Work task> Repeat the records below exactly, line for line.

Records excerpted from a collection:
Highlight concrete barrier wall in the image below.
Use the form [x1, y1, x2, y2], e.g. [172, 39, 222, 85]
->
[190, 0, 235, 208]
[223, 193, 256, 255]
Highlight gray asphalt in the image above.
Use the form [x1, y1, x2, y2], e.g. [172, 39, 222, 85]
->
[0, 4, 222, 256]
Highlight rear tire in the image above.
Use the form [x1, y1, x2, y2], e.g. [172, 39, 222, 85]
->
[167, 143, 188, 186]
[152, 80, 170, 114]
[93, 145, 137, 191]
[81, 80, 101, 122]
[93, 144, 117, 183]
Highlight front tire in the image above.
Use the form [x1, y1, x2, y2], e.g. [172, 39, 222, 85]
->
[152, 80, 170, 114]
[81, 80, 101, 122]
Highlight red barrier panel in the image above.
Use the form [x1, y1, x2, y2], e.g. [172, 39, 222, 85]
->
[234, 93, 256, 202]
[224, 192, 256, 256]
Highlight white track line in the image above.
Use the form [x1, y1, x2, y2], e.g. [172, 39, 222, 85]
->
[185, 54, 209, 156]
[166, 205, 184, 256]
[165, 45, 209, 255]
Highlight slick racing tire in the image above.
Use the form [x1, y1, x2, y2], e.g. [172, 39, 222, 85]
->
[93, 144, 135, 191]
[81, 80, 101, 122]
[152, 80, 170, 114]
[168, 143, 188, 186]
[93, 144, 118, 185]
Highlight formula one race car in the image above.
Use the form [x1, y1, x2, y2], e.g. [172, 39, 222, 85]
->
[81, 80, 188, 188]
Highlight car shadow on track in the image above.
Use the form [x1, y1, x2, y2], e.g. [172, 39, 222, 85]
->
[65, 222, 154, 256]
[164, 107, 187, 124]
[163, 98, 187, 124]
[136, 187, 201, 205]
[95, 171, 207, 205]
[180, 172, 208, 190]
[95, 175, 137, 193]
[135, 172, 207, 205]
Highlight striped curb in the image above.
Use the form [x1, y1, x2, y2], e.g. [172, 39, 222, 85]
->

Exercise response>
Highlight concrete barrier wall in the image below.
Use the form [x1, y1, x2, y2], e.g. [172, 39, 222, 85]
->
[190, 0, 235, 208]
[223, 193, 256, 255]
Highlight gray asphalt in the image above.
Use the form [x1, y1, x2, y2], e.g. [172, 39, 222, 85]
->
[0, 4, 222, 256]
Highlight rear tire in the image above.
Use the form [x1, y1, x2, y2], e.g. [172, 39, 222, 85]
->
[167, 143, 188, 186]
[152, 80, 170, 114]
[93, 145, 137, 191]
[81, 80, 101, 122]
[93, 144, 117, 183]
Highlight front tire in the image above.
Use the form [x1, y1, x2, y2], e.g. [172, 39, 222, 85]
->
[152, 80, 170, 114]
[81, 80, 101, 122]
Highlight red barrier panel in the image above.
Use the form [x1, y1, x2, y2], e.g. [172, 39, 222, 85]
->
[234, 93, 256, 202]
[224, 192, 256, 256]
Highlight white track line in the image above.
Use the form [x1, y1, x2, y2], e.g. [172, 39, 222, 85]
->
[185, 54, 209, 156]
[166, 205, 184, 256]
[165, 45, 209, 255]
Highlight slick racing tire in the image above.
Use the form [x1, y1, x2, y2], e.g. [172, 39, 222, 85]
->
[93, 144, 135, 191]
[81, 80, 101, 122]
[152, 80, 170, 114]
[168, 143, 188, 186]
[93, 144, 118, 185]
Highlight formula one race car in the image above.
Use the form [x1, y1, x2, y2], e.g. [172, 39, 222, 85]
->
[81, 80, 188, 188]
Highlight car shadow on track in the image above.
Use the form [x1, y1, x2, y2], e.g. [172, 39, 222, 85]
->
[65, 222, 154, 256]
[164, 107, 187, 124]
[163, 98, 187, 124]
[136, 187, 201, 205]
[95, 171, 207, 205]
[180, 172, 208, 190]
[95, 175, 137, 193]
[135, 172, 207, 205]
Highlight striped curb in the image above.
Use the form [x1, y1, x2, y2], e.g. [172, 39, 222, 85]
->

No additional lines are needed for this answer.